**Items from a data source**.

——

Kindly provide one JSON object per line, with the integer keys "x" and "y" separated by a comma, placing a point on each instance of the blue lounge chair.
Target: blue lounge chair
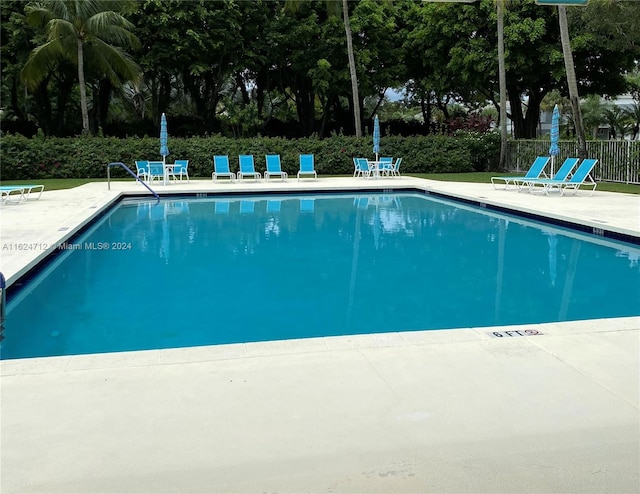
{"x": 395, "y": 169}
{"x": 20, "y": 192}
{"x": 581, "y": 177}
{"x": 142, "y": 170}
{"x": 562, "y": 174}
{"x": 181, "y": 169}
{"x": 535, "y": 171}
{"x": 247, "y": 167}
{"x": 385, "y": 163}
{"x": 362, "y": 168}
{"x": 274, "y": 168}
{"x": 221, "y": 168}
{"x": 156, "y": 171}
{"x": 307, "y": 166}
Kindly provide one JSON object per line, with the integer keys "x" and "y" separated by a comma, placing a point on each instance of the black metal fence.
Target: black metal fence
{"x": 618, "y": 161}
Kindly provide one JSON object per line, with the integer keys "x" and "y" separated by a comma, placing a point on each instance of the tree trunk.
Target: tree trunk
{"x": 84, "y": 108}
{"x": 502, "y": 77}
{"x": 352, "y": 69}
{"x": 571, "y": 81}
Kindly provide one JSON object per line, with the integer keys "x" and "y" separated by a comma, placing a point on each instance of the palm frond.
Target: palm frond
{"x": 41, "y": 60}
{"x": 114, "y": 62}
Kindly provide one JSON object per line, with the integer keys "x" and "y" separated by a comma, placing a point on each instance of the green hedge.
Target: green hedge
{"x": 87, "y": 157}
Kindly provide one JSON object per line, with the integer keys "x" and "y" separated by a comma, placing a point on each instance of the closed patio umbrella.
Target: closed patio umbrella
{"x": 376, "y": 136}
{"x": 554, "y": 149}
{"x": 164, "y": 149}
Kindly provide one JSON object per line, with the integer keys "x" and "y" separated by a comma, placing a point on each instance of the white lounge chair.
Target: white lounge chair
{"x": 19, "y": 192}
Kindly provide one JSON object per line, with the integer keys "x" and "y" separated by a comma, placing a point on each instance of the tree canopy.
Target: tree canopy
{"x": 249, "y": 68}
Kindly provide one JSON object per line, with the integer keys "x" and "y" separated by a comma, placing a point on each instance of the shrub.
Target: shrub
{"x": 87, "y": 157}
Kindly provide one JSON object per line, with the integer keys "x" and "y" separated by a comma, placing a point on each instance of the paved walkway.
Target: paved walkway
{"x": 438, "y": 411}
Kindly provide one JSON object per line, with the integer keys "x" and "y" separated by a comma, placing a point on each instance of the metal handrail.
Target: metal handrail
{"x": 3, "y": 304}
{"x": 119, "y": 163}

——

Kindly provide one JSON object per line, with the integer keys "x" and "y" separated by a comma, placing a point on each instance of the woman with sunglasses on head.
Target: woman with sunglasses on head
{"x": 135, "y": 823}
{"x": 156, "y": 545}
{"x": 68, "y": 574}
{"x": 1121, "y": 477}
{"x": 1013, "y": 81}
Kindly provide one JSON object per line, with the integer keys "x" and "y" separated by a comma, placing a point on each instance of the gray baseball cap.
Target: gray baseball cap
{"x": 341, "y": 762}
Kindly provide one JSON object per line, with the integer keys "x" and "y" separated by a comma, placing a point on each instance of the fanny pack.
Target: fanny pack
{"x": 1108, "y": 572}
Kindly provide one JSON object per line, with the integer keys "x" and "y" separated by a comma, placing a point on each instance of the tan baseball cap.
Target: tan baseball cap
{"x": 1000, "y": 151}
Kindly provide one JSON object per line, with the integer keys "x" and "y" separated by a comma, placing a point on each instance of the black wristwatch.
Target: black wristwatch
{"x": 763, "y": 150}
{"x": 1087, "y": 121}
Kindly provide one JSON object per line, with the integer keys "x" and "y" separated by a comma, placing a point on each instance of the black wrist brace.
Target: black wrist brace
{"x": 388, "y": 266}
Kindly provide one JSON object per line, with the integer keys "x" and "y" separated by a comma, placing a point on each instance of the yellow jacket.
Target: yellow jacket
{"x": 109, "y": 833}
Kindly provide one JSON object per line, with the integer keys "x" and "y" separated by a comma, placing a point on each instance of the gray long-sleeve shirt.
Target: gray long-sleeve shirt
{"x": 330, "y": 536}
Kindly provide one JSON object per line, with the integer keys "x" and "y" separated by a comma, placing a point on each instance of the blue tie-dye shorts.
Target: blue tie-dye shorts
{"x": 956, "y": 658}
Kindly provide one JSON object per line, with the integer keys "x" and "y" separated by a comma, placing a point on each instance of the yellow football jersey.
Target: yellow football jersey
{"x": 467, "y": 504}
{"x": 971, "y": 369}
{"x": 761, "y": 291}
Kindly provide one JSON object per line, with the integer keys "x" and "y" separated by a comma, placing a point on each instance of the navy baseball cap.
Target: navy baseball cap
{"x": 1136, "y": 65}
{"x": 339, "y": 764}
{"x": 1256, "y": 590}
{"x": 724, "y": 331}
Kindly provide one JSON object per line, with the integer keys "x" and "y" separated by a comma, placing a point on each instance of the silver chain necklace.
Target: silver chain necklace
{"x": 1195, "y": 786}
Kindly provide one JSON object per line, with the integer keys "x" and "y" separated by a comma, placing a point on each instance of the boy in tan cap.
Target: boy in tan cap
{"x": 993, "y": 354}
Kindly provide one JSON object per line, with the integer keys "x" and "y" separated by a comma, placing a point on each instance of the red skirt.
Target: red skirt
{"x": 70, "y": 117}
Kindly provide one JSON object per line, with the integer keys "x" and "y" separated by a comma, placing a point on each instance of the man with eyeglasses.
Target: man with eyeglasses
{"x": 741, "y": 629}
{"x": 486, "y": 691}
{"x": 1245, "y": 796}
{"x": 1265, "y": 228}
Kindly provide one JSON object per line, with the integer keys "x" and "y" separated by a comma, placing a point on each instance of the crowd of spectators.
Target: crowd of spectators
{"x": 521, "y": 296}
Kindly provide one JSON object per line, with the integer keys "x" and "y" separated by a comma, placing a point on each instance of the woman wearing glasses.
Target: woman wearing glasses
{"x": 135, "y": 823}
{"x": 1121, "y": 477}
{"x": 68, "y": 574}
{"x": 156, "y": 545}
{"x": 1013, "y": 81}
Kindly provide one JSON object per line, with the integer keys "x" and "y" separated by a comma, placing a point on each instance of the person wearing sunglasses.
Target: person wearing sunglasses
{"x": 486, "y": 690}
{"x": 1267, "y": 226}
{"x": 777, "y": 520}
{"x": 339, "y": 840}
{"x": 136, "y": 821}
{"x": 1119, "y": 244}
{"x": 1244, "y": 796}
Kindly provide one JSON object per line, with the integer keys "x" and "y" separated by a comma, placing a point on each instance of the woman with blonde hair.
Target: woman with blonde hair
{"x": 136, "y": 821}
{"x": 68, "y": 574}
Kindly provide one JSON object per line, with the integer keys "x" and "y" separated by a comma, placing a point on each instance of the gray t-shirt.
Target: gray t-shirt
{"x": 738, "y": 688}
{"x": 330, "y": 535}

——

**Exercise**. Scan the lines above for "Target: black metal fence" and for "the metal handrail.". Repeat exactly the line holding each of them and every line in between.

**Solution to this exercise**.
Target: black metal fence
{"x": 618, "y": 161}
Kindly provide one JSON object per line, with the integer keys "x" and "y" separated by a comma, placing a point on each instance of the tree trunk.
Target: tree trunk
{"x": 84, "y": 108}
{"x": 502, "y": 77}
{"x": 352, "y": 69}
{"x": 571, "y": 81}
Kindly provide one JSON object per line, with the integer keys "x" and "y" separated by a comma, placing a point on each instance of the palm frond.
Target: palm frond
{"x": 41, "y": 60}
{"x": 114, "y": 62}
Kindly provide one JSON object per line, with the integer keys "x" and "y" separated by a comma, placing a point on each instance of the green hedge.
Target: green hedge
{"x": 87, "y": 157}
Kindly provide one JSON object per line, with the integer keys "x" and "y" separated by a comma, placing a point on each instance of the closed patio umbrella.
Target: closed patio umbrella
{"x": 376, "y": 136}
{"x": 554, "y": 149}
{"x": 164, "y": 149}
Kindly provide one JSON object per line, with the integer keys "x" and "y" separated by a comma, placing a point on each instance of the white lounge chair.
Target: white lounge chair
{"x": 19, "y": 192}
Kindly provide one JSON object per line, with the integer keys "x" and "y" separated by a comma, placing a point on each instance of the tree canopy.
Target: tree canopy
{"x": 249, "y": 68}
Kindly provide one JSON object per line, with the integer keys "x" and "y" separated by a comma, placing a point on each instance of the shrub.
Target: shrub
{"x": 87, "y": 157}
Kindly provide one JSON object per line, with the integer keys "x" and "y" separated by a comma, placing a point on each instance of the paved walkway.
Target: paved walkway
{"x": 438, "y": 411}
Kindly provide one JSON object per line, with the integer keys "x" and "y" separated by a comma, placing a point on each instance of the metal handrail.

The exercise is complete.